WORK TO COMPLETE ::
A. Answer these questions from the text on Picton's water supply:
(i) What percentage of Picton's water supply does the Essons Valley dam provide?
(ii) How much smaller than usual will the supply for Picton and Waikawa water users be while the Speeds Road wells are upgraded?
(iii) Residents of which place used a similar graph to manage their water use last summer?
B. List every community whose residents or water users are named in the text on Picton's water supply.

SOURCE EXCERPT ::
________________
While the Speeds Road water treatment plant is being built and local stream water levels remain high, the Essons Valley dam provides 45% of Picton's water supply.

However, when local stream water flows reduce in summer and the water depth in the dam drops, algae growth can occur. This means the water is much more difficult to treat and we lose that source of supply.

If everyone plays their part by conserving water, we can extend the period in which the Essons Valley dam water can be treated and supplied to Picton’s homes and businesses.

The graph below shows that if the water depth at the Essons Valley dam reaches zero, further water restrictions may be necessary for Picton.

Last week Picton's water demand crept above the current network's capacity. We managed to meet demand through this period because the Essons Valley treatment plant was able to produce more water than is normal. However, as the summer progresses and the water in the Essons Valley dam becomes warmer and algal growth greater, these volumes will not be able to be produced. The Picton community are urged to conserve water as much as they can to enable the network to meet demand.

While the Speeds Road wells are being upgraded, the water supply available to Picton and Waikawa water users will be 20% to 25% less than usual. This means careful water use is required so that the town does not run short of water. All residents are asked to think twice about the water they use – if everyone takes care not to waste water, restrictions may not be necessary.

If water demand continues at the level it has been over the last 10 days, water restrictions will be required during commissioning of the new water treatment plant.

A similar graph helped Renwick residents to successfully manage their water use last summer.
________________
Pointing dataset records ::
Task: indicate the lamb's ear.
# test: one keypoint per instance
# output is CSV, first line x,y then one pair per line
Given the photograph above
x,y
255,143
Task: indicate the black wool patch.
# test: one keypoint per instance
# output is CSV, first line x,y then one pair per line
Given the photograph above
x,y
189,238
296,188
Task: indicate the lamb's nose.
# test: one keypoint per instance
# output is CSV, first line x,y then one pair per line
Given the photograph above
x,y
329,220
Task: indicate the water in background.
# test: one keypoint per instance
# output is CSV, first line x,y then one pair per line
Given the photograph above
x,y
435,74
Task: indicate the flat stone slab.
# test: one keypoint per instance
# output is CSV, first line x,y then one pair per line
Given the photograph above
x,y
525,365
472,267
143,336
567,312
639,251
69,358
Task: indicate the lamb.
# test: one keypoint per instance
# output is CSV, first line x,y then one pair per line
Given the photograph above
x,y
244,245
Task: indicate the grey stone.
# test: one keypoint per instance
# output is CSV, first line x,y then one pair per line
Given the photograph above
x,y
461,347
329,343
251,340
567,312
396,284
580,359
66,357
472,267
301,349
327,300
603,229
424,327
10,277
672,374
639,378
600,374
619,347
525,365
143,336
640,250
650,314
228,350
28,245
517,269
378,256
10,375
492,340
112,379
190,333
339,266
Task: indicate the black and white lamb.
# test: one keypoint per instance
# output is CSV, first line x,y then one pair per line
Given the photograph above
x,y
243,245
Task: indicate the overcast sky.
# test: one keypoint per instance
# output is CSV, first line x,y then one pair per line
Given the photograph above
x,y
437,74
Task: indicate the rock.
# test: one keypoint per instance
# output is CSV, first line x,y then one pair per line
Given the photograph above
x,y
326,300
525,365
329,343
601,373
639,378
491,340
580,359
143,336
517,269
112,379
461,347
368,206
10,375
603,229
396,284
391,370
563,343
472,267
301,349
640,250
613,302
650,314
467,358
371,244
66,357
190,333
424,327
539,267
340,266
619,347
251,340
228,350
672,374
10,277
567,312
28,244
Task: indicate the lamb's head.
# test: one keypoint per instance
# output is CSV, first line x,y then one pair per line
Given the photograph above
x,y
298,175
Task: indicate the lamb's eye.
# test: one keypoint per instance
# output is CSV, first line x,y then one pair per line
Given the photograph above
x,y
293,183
________________
SET OF ANSWERS ::
A.
(i) 45%
(ii) 20% to 25% less than usual
(iii) Renwick

B. Picton, Waikawa, Renwick